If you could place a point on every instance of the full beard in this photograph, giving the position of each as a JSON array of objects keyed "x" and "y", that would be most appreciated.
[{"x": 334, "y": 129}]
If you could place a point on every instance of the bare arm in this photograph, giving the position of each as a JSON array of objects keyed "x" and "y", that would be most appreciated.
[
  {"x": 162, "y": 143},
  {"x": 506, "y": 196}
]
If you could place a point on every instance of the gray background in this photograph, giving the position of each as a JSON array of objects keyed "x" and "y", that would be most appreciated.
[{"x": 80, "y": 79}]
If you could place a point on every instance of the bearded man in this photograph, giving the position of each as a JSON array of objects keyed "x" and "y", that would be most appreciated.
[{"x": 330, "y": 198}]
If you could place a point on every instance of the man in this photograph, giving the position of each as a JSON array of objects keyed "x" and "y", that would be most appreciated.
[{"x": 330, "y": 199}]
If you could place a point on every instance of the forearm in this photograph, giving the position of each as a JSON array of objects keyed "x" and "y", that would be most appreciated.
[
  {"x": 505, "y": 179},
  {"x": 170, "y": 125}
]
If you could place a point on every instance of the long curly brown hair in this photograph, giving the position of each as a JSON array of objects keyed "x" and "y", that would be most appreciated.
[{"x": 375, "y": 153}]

▶ Stated problem:
Copy out every one of the entries above word for word, leaving nothing out.

▶ Solved exercise:
If you could place a point on every instance of the full beard in this photograph, giving the position of each as a JSON array of objects keyed "x" and "y", that would be most appreciated.
[{"x": 334, "y": 129}]
If you could place a point on every instance of the bare arm in this photograph, giving the position of each as a JSON array of objects keyed "x" and "y", that would be most appreciated.
[
  {"x": 162, "y": 143},
  {"x": 506, "y": 196}
]
If you could place a point on every instance of the gray background in this photograph, giving the position of each as a JSON array of objects keyed "x" and "y", that would be most appreciated.
[{"x": 80, "y": 79}]
If you could place a point on every instance of the bearded man in this photograph, giving the position of each as a JSON array of objects keyed "x" and "y", that would be most appreciated.
[{"x": 330, "y": 198}]
If you could place a point on every instance of the man in this photograph, giving the position of each as a JSON array of objects keyed "x" and "y", that would be most appreciated.
[{"x": 330, "y": 199}]
If you could place a point on every instance of the forearm in this photograph, giving the position of each as a JSON array of objects keyed "x" and "y", that would be most appreciated.
[
  {"x": 505, "y": 179},
  {"x": 170, "y": 125}
]
If you could place a point on every instance of the long curly brown hair in this photograph, giving the position of each as a JSON array of objects keyed "x" and "y", that would be most appreciated.
[{"x": 375, "y": 153}]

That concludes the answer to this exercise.